● **Exercise instructions**
Turn every line of the records below into a JSON list of strings, one string per line, skipping blank lines. Leave the pictures out of the list.

[Point annotations for photos]
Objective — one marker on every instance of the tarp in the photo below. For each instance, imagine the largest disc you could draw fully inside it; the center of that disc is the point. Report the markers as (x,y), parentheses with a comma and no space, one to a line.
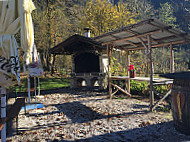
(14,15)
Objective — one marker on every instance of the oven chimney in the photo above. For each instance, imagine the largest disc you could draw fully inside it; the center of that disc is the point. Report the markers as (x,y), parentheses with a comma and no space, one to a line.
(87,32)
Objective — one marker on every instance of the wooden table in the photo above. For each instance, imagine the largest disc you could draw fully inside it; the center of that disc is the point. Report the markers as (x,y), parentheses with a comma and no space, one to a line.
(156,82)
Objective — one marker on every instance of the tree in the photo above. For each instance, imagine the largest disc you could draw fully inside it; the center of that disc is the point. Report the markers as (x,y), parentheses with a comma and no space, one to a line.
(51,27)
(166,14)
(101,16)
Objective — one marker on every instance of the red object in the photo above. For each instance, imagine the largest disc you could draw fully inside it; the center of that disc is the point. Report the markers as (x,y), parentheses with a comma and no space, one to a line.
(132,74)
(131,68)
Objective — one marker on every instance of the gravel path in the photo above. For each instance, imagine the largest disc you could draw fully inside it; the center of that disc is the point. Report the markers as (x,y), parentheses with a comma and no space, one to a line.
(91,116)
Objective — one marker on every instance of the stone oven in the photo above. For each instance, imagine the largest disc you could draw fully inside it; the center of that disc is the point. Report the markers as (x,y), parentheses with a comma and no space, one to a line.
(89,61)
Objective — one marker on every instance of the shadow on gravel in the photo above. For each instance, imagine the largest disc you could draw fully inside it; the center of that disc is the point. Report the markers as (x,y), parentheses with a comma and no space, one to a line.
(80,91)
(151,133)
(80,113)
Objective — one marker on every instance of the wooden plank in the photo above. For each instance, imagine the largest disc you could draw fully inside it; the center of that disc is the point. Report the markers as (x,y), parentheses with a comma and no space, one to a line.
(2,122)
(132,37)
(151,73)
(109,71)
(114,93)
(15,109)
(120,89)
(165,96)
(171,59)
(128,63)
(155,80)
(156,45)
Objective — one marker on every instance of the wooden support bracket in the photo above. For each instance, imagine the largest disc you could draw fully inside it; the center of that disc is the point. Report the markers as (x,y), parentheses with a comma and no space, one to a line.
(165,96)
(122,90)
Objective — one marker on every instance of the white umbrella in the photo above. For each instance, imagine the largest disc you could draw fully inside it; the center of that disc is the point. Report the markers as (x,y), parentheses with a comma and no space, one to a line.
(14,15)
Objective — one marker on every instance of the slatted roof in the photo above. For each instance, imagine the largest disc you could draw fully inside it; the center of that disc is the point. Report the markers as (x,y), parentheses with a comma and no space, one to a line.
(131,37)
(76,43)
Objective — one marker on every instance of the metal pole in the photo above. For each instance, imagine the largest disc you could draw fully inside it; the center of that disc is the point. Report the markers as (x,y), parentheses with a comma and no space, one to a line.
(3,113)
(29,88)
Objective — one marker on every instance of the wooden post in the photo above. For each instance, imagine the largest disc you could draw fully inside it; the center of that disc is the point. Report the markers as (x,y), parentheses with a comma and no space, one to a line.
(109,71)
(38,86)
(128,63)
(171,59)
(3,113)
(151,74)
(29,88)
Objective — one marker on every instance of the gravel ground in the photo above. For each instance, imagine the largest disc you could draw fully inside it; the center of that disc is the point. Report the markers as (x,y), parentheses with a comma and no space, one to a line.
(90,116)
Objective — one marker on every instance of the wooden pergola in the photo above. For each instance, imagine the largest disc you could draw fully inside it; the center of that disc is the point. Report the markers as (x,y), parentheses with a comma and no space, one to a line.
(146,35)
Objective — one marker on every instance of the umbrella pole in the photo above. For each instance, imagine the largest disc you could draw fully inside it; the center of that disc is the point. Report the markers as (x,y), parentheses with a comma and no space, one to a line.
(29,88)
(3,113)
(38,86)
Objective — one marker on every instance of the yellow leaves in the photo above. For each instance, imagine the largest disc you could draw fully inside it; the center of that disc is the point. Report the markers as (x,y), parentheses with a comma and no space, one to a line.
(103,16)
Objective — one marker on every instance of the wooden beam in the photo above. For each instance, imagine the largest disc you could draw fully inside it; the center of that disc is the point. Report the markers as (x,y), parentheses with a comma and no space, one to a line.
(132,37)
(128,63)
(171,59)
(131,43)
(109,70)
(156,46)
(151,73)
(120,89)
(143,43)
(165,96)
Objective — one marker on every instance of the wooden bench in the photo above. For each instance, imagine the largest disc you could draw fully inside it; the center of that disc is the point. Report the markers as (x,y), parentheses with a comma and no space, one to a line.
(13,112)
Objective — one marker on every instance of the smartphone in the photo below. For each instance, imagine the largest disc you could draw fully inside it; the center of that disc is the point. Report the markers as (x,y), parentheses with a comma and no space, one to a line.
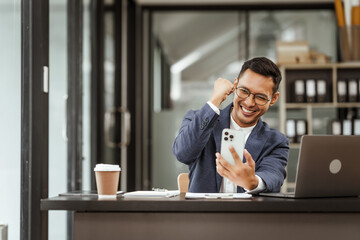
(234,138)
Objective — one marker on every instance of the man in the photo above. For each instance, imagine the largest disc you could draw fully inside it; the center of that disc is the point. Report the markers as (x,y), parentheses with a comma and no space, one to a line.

● **Solution to this exercise**
[
  "Objective — one marker on every instance of the tarp in the photo below. For each instance, imagine the largest disc you could draw fully inside it; the center of that disc is the point. Report the markers as (x,y), parentheses with a comma and no space, one to a line.",
  "(14,15)",
  "Objective — one marker on every instance of the oven chimney in the photo above. For each instance, imagine the largest disc you could draw fully inside it; the center of that disc is the point. Report the markers as (x,y), parentheses with a comma and no space, one to a line.",
  "(87,32)",
  "Objective — one marker on every instance of the wooden table in the photo above. For each instance, imagine the largest disc you could draw fully inside it; the center of that disc is the point. Report the markers as (x,y), parentheses with a comma and no space, one to a line.",
  "(156,82)",
  "Objective — one marker on every instance of the tree in the photo above. For each instance, imagine the largest disc you could draw fully inside it; the center of that disc is the point. Report the markers as (x,y), parentheses with a comma and no space, one to a line.",
  "(51,27)",
  "(166,14)",
  "(101,16)",
  "Objective — one marker on every instance of the red object in the photo above. For each instance, imagine the largest disc you could draw fully inside it; the center of that disc is the point. Report the markers as (x,y), parentheses with a comma and no space, one to a line.",
  "(132,74)",
  "(131,68)",
  "Objective — one marker on every instance of the gravel path in the photo above. For each instance, imagine the largest disc you could draw fully inside it; the center of that disc is the point. Report the markers as (x,y), parentheses with a comma and no space, one to a line.",
  "(91,116)",
  "Objective — one marker on every instance of the stone oven in the photo above. For each instance, imagine the largest disc you could draw fully inside it; the center of that disc is the point. Report the markers as (x,y), parentheses with a comma and no space, one to a line.",
  "(89,61)",
  "Objective — one marker on every instance of the shadow on gravel in the photo above. For each instance, imagine the largest disc you could draw fully inside it; the center of that disc is the point. Report the markers as (x,y), parentheses with a comma and no space, one to a line.",
  "(80,91)",
  "(151,133)",
  "(80,113)",
  "Objective — one marker on every instance of the wooden plank in the photo above. For each instance, imagine the largest disc you could draw fully inside it; the center of that disc is the point. Report the markers as (x,y), parentheses with a comma and no space, one to a line.",
  "(2,122)",
  "(132,37)",
  "(151,73)",
  "(109,71)",
  "(114,93)",
  "(15,109)",
  "(120,89)",
  "(165,96)",
  "(171,59)",
  "(128,63)",
  "(155,80)",
  "(156,45)",
  "Objective — one marker on every instance of the wooden support bracket in the photo above. For each instance, imagine the largest disc you could draw fully inside it; the center of that disc is the point. Report the markers as (x,y), parentheses with a comma and no space, one to a line.",
  "(165,96)",
  "(122,90)",
  "Objective — one marker on every instance of the white umbrella in the photo above. For each instance, imagine the largest disc you could draw fully inside it; the center of that disc is the point. Report the markers as (x,y), parentheses with a comma and no space, one to a line.",
  "(14,15)",
  "Objective — one marker on every instance of the slatted roof in the photo above. For each instance, imagine the largest disc you could draw fully inside it; the center of that disc is the point. Report the markers as (x,y), parentheses with a comma and no space, one to a line.",
  "(131,37)",
  "(76,43)",
  "Objective — one marker on every instance of the metal pole in the photo above. For each instance, imagine the largest disc you could draw fully inside it; the center of that disc is the point. Report the markers as (x,y), parentheses with a comma and no space, one to a line.",
  "(3,113)",
  "(29,88)",
  "Objective — one marker on every instance of the wooden post in the photo above. For each instance, imagine the largest disc you could draw fully inside it; the center of that disc is the point. Report the markers as (x,y), parentheses with a comma and no space, one to a line.",
  "(109,71)",
  "(38,86)",
  "(128,63)",
  "(171,59)",
  "(3,113)",
  "(151,74)",
  "(29,88)",
  "Objective — one marker on every instance of the gravel ground in the photo above. For each instance, imagine the largest disc you could draw fully inside it; the center of that disc is the point. Report the markers as (x,y), parentheses with a comma and no space, one to a line.",
  "(90,116)",
  "Objective — one marker on every instance of the wooden pergola in the photo above. For each instance, imagine the largest disc you could draw fully inside it; the center of that disc is the point. Report the markers as (x,y), parentheses with a comma and no space, one to a line.",
  "(146,35)",
  "Objective — one marker on every instance of the umbrella pole in the photo above. For each instance, imagine the largest disc you could draw fully inside it; the center of that disc is the point. Report the markers as (x,y), parentheses with a comma and no space, one to a line.",
  "(29,88)",
  "(3,113)",
  "(38,86)",
  "Objective — one marker on every instance of the yellow leaves in the photo above. For each instance, imagine the largest disc you could draw fully inside it; the center of that disc is the point. Report the markers as (x,y), parentheses with a comma and no space, one to a line.",
  "(103,16)",
  "Objective — one marker on every instance of the wooden beam in the photo above. For each instance, imagine the largest disc you could draw fully inside it; the center of that disc is the point. Report the markers as (x,y), parentheses with a comma and no space, one to a line.",
  "(132,37)",
  "(128,63)",
  "(171,59)",
  "(131,43)",
  "(109,70)",
  "(156,46)",
  "(151,73)",
  "(120,89)",
  "(143,43)",
  "(165,96)",
  "Objective — one marker on every instance of the wooden bench in the photo above. For each instance, imagine the largest disc you could draw fully inside it; the center of that disc is the point. Report the markers as (x,y), parentheses with a comma and no space, one to a line.",
  "(13,112)",
  "Objective — one marker on every instance of the smartphone in the photo below. For each instance, imagine the largest disc you could draw fully inside it; the center of that disc is the point. Report the markers as (x,y), parentheses with a comma and no space, one to a line.",
  "(234,138)",
  "Objective — one marker on every instance of the man in the photo above. For each instance, imagine the largest disc you could draw fully inside it; the center of that disc is the point. Report the markers as (x,y), parentheses with a comma and no space, one to a line."
]